*REQUIRED ACTION:*
Every record that follows must be set down word for word.

Records from a collection:
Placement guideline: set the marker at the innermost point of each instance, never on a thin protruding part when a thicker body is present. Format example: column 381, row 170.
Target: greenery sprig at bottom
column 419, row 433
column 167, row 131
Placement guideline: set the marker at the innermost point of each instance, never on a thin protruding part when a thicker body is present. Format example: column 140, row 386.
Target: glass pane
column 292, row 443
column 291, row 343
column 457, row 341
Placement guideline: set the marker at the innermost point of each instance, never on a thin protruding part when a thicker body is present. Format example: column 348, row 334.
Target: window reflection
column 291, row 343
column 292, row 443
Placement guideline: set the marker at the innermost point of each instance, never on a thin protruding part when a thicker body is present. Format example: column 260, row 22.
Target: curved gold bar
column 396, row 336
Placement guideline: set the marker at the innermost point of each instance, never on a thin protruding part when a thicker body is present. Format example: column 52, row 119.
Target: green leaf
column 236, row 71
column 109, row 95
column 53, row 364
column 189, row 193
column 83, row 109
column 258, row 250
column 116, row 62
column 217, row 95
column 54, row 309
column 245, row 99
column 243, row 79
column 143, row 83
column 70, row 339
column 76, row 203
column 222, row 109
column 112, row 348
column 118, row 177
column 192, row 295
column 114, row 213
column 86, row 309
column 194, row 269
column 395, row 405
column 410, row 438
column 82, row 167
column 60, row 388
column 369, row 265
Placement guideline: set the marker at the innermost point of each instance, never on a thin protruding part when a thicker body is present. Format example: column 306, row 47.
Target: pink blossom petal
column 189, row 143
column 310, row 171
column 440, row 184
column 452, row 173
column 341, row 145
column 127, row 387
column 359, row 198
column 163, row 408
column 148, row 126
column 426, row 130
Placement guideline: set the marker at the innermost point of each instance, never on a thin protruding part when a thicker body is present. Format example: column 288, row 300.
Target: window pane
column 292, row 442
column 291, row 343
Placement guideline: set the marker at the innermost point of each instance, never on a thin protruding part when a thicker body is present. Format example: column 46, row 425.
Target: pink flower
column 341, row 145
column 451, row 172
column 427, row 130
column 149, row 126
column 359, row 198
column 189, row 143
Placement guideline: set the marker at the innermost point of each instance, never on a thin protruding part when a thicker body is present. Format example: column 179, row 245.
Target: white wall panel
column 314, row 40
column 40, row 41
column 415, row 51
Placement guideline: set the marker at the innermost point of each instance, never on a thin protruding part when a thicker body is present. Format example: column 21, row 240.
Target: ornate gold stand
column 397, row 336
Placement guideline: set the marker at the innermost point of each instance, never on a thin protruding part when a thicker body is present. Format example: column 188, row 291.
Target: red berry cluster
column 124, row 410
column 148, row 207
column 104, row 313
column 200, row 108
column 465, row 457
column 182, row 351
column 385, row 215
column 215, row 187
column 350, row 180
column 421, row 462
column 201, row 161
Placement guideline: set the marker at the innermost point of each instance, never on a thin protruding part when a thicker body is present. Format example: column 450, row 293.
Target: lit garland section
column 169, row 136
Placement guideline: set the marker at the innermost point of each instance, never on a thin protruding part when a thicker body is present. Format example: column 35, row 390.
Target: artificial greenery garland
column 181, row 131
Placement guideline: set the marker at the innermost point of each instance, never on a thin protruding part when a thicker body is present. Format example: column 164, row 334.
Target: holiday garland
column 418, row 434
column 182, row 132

*THE COMPLETED TASK:*
Placement guideline: set the marker at the innermost point of each instance, never on a thin protruding part when a thicker body is present. Format example: column 381, row 170.
Target: greenery sprig at bottom
column 419, row 433
column 167, row 131
Placement guideline: set the marker at the innermost point of each instance, never on a thin protruding part when a thicker body is present. Format example: column 140, row 386.
Target: glass pane
column 292, row 443
column 291, row 343
column 457, row 341
Placement guideline: set the marker at the innermost point of each instance, never on a thin protruding part when a thicker body is present. Format example: column 348, row 334.
Target: window reflection
column 291, row 343
column 292, row 443
Placement guideline: set the marker at the innermost point of each instance, never on a thin protruding part when a thicker body is present. Format example: column 260, row 22.
Target: curved gold bar
column 396, row 336
Placement guideline: set the marker at the innermost point of each instance, never on a thin protruding part when a thicker body is present. Format example: column 52, row 119.
Target: green leaf
column 236, row 71
column 109, row 95
column 53, row 364
column 189, row 193
column 83, row 109
column 258, row 250
column 116, row 62
column 217, row 95
column 54, row 309
column 245, row 99
column 243, row 79
column 143, row 83
column 70, row 339
column 76, row 203
column 222, row 109
column 112, row 348
column 118, row 177
column 192, row 295
column 114, row 213
column 86, row 309
column 194, row 269
column 395, row 405
column 410, row 438
column 82, row 167
column 60, row 388
column 369, row 265
Placement guideline: set the marker at the innermost point of each instance, never on a thin protruding part when a thicker body is present. Format example: column 306, row 47.
Target: pink blossom petal
column 189, row 143
column 310, row 171
column 440, row 184
column 452, row 173
column 341, row 145
column 127, row 387
column 359, row 198
column 163, row 408
column 148, row 126
column 426, row 130
Placement guideline: set the marker at the innermost point of each instance, never on a thin protruding part when a thicker body is present. Format example: column 288, row 300.
Target: window pane
column 292, row 442
column 291, row 343
Placement guideline: set the marker at the innermost point of each instance, never on a thin protruding part when a thicker body is present. Format example: column 46, row 425.
Target: pink flower
column 341, row 145
column 451, row 172
column 427, row 130
column 149, row 126
column 359, row 198
column 189, row 143
Placement guideline: set the marker at the innermost point of each instance, never on a thin protruding part when a thicker body is present. Format example: column 179, row 245.
Target: white wall panel
column 314, row 40
column 40, row 41
column 415, row 51
Placement guideline: set the marker at the innermost point of each instance, never on a thin protruding part when a thicker body is present. Format example: column 21, row 240.
Target: ornate gold stand
column 397, row 336
Placement guideline: set the marker at the innermost point of each instance, never on a thin protruding part when a thicker body is present. Format example: column 188, row 291.
Target: red berry cluster
column 124, row 410
column 148, row 207
column 104, row 313
column 200, row 108
column 465, row 457
column 182, row 351
column 385, row 215
column 215, row 187
column 350, row 180
column 421, row 462
column 201, row 161
Placement guideline: set the marker at the innermost point of each instance, never on a thin protruding part when a thicker body is present. Format example: column 450, row 293.
Target: lit garland section
column 169, row 136
Placement guideline: set the marker at the innermost point of each instance, never on a thin protruding part when a thicker body is present. Format example: column 35, row 390.
Target: artificial greenery garland
column 181, row 131
Placement guideline: set the marker at the innermost point of each instance, never on a thin protruding part when a thicker body is present. Format example: column 164, row 334.
Target: holiday garland
column 418, row 434
column 182, row 132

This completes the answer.